▸ **PROVIDED TEXT**:
——————
A new great Irish emigration, this time of the educated
Unlike its mass migrations in centuries past, Ireland is seeing its educated youth leaving the country in droves for better opportunities abroad.
Cathal McNaughton/Reuters
Dublin, Ireland
During Ireland’s two-decade economic boom, the so-called Celtic Tiger, young people were referred to as "tiger cubs."
Now, amid Ireland's sixth year of financial crisis following the 2008 economic crash, you don't hear the term much any more.
Since 2008, 400,000 people have left Irish shores, from a population of just over 4.5 million. Almost 250 leave the country every day, prompting many to ask if Ireland has returned to old habits. Is the Emerald Isle once again exporting its population?
Immigrating from a growing Ireland
Ireland’s recession – the prime mover of the population shift – is something of a paradox.
Walk the streets of the capital city Dublin and the busy shops, pubs, and restaurants look much the same as they did during the fat years. But outlying towns, even ones relatively close to the city, tell a different story, with shops boarded up and local sports organizations struggling to field teams. Almost 100,000 mortgages are underwater, yet widespread foreclosures have not yet occurred.
The story with emigration is no less contradictory. Despite the mass emigration, Ireland’s population continues to grow. According to recent figures from the government’s Central Statistics Office (CSO), the Irish population grew by 7,700 between April 2012 and 2013. Ireland has experienced the third largest population increase in the European Union since 2002.
New births and continued inward migration, primarily from central and eastern Europe, explain the anomaly. In the same period, births outstripped deaths by more than double: 70,500 versus 29,700. Some 89,000 people left Ireland, while 55,000 arrived. For the first time since 1987, there are now more than a million people under 14.
Some recent arrivals to Ireland are leaving, but the CSO says “net outward migration [of Irish citizens] is estimated to have increased significantly” while “that of non-Irish nationals is estimated to have changed from net outward to net inward.”
Brain drain
Unlike previous rounds of mass emigration from Ireland – in the nineteenth century, the 1950s, and the 1980s – those leaving are not indigent and unskilled. This is not a tale of coffin ships crossing the Atlantic or horny-handed laborers shipping out to London or Liverpool. Today’s migrants are as often as not college graduates: architects, engineers, designers, and other young professionals.
Alan Barrett, head of economic analysis at the Economic and Social Research Institute think tank, says that “a lot of the out-migration is of the most skilled and most able.” He adds that the population outflow is large, both by international and Irish historical standards.
“It’s a back-to-the-future situation. It’s very, very significant and the age distribution is interesting. We discovered of people aged 50 and over, five percent of their kids had emigrated. The average age was 28,” he says.
Top destinations are Britain, Canada, New Zealand, and Australia, but America remains a perennial favorite with some 20,000 Irish arriving between April 2012 and 2013. Official US immigration figures note 1,171 Irish people with "extraordinary abilities or achievements" as well as 1,259 athletes, artists, and entertainers being awarded green cards, hinting at a potential brain drain.
——————
▸ **RECORDED DATA**:
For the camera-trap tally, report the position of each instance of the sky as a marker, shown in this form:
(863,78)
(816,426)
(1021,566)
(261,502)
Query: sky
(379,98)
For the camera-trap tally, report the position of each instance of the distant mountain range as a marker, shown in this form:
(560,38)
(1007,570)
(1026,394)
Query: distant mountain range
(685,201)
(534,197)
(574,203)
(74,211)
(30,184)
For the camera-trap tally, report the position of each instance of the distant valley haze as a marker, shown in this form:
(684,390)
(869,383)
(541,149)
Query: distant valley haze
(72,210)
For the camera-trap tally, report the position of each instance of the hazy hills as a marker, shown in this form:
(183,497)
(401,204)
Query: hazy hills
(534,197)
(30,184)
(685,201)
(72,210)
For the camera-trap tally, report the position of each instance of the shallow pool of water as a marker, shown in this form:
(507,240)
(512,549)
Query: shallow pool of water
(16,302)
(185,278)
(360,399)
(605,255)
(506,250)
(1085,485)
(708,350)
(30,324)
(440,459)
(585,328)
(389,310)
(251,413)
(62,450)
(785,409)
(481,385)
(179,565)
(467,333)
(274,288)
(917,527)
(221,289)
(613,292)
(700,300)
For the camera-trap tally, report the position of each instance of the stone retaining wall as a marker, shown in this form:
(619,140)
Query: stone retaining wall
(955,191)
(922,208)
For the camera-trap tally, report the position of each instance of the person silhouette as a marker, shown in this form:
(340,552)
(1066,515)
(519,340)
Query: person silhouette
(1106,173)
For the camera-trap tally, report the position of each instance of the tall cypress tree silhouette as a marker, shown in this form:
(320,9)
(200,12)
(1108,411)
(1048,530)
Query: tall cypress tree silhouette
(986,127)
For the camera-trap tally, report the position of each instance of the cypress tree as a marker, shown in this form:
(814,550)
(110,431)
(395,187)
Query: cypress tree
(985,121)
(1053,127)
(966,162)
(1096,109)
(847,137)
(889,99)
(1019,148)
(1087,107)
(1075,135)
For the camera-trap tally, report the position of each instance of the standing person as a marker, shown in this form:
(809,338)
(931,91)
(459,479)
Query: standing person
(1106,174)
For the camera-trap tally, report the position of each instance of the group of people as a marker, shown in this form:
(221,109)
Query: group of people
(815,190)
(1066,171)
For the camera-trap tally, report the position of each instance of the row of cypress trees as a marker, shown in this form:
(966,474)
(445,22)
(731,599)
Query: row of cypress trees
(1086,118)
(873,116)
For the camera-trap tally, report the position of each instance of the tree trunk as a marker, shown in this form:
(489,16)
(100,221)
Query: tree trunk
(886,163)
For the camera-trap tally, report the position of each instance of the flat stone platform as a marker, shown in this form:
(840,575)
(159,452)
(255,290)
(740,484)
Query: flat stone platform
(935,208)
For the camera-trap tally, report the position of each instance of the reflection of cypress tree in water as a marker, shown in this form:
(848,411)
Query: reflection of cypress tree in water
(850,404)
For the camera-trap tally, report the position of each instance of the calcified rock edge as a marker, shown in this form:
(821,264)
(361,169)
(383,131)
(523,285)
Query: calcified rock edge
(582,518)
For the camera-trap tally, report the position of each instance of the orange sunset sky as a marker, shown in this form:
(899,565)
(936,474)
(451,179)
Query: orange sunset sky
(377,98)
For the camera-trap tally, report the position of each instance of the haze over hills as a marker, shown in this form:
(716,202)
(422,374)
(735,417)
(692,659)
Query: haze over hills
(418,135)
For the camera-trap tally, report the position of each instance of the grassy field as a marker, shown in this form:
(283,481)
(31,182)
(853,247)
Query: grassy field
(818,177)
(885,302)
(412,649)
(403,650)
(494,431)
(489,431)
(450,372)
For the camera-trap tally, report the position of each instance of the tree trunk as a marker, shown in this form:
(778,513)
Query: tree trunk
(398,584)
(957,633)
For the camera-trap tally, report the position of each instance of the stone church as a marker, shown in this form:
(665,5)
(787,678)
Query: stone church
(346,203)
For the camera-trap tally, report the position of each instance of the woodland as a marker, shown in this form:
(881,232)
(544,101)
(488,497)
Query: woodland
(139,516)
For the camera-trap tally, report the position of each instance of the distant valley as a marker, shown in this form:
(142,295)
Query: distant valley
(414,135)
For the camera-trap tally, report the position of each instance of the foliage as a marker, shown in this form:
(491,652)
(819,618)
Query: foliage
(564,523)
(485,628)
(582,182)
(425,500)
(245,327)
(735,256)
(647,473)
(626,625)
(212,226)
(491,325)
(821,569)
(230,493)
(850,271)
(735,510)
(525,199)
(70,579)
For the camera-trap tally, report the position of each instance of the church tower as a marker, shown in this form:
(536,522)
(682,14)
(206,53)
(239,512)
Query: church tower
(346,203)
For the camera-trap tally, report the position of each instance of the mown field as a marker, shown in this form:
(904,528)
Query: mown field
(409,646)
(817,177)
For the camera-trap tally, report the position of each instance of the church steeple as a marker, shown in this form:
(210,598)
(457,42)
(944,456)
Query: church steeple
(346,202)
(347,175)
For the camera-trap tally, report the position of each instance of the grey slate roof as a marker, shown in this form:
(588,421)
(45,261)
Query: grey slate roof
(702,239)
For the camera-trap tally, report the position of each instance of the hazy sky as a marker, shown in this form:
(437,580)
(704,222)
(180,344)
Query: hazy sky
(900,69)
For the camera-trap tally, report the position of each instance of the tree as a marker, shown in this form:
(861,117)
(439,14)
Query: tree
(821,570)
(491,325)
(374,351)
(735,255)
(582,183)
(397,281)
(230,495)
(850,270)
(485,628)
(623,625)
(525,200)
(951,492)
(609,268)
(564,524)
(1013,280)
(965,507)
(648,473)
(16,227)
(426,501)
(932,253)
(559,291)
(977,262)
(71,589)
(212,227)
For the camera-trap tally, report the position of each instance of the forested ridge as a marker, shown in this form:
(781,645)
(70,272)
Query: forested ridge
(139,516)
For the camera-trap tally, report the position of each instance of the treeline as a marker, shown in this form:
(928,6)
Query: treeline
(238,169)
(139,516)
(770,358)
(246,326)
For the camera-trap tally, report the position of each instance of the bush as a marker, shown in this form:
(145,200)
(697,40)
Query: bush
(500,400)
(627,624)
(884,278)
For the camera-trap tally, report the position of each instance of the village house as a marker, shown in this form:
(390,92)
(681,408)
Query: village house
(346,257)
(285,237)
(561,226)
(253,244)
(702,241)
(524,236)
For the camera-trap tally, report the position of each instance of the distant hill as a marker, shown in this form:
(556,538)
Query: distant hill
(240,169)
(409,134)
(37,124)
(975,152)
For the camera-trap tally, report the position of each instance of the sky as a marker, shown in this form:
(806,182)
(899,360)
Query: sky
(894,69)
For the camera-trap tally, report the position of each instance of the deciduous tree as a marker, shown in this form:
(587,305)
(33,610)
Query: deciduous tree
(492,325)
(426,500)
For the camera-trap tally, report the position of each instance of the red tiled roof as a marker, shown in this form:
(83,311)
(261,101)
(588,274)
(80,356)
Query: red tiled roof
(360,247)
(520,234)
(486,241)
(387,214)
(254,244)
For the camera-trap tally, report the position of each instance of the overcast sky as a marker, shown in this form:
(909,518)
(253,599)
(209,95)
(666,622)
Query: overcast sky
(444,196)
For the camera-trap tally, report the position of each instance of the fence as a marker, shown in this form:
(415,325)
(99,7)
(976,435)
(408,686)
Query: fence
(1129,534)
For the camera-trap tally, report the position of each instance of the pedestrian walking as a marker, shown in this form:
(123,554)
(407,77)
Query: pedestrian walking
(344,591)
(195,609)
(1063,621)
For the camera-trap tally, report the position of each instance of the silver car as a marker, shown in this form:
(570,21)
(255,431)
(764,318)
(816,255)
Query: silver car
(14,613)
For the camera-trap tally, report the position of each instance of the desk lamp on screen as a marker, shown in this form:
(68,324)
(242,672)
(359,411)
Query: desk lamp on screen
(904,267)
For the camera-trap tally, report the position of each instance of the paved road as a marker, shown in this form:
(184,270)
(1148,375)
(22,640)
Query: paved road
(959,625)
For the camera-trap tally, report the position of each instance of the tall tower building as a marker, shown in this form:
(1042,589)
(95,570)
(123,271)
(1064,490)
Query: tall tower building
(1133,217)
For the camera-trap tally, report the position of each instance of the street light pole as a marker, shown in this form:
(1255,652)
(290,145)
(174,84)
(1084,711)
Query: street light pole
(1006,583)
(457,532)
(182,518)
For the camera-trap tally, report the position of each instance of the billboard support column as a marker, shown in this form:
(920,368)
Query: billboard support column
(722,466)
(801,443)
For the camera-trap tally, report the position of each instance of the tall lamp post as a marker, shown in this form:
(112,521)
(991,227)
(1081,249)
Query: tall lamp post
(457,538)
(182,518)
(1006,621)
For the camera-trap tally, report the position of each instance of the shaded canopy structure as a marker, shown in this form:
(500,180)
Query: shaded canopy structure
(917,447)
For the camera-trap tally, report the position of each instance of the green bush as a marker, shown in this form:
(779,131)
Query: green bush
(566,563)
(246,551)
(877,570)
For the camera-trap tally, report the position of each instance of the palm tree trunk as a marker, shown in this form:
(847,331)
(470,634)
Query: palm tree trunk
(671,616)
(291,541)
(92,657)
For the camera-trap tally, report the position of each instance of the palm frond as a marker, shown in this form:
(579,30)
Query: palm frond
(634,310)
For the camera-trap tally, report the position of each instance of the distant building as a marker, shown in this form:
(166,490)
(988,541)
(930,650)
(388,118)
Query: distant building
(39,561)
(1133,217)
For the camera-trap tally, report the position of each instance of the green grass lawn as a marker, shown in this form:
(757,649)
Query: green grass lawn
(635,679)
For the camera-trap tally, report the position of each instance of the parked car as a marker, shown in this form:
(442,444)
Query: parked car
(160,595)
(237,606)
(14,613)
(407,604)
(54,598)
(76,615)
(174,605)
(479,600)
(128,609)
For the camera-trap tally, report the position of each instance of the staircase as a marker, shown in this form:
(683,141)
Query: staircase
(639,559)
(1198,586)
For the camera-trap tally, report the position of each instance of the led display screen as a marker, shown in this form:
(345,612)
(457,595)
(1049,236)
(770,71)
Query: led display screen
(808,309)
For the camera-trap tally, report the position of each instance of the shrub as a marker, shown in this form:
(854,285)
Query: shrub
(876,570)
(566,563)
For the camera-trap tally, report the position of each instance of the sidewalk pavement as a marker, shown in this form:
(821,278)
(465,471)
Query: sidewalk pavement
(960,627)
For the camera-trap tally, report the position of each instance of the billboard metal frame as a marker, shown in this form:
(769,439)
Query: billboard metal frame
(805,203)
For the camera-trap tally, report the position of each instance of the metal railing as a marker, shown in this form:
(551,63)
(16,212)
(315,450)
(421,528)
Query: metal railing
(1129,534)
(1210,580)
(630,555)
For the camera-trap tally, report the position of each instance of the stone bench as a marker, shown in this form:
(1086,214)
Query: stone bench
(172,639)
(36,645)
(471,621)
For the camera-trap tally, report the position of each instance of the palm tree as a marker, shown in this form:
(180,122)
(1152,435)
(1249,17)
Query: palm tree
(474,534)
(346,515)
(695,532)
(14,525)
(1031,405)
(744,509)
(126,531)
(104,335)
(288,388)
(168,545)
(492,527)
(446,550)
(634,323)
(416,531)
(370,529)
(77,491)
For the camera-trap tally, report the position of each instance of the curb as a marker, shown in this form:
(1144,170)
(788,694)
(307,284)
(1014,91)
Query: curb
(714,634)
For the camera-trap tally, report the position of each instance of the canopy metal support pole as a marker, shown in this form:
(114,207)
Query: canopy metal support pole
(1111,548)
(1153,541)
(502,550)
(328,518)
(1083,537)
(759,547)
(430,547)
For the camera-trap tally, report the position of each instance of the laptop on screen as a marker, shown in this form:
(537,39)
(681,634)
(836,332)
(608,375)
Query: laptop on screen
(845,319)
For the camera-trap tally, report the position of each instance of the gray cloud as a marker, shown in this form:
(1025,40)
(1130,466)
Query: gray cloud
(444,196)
——————
▸ **QUESTIONS**:
[1] Based on the article on Irish emigration, say whether each statement agrees with it. Answer yes or no for each, and quote the deciding words.
(a) Ireland's population fell between April 2012 and 2013.
(b) Almost 250 people leave Ireland every day.
(c) Among the emigrated children of people aged 50 and over, the average age was 28.
[2] List every country that the article on Irish emigration names as a destination for those leaving Ireland.
[3] Transcribe a passage of the article on Irish emigration. Begin at the words "The story with" and stop after "people under 14.".

▸ **SOLUTIONS**:
[1]
(a) No: "the Irish population grew by 7,700 between April 2012 and 2013"
(b) Yes: "Almost 250 leave the country every day"
(c) Yes: "The average age was 28"

[2] Britain, Canada, New Zealand, Australia, America

[3]
The story with emigration is no less contradictory. Despite the mass emigration, Ireland’s population continues to grow. According to recent figures from the government’s Central Statistics Office (CSO), the Irish population grew by 7,700 between April 2012 and 2013. Ireland has experienced the third largest population increase in the European Union since 2002.
New births and continued inward migration, primarily from central and eastern Europe, explain the anomaly. In the same period, births outstripped deaths by more than double: 70,500 versus 29,700. Some 89,000 people left Ireland, while 55,000 arrived. For the first time since 1987, there are now more than a million people under 14.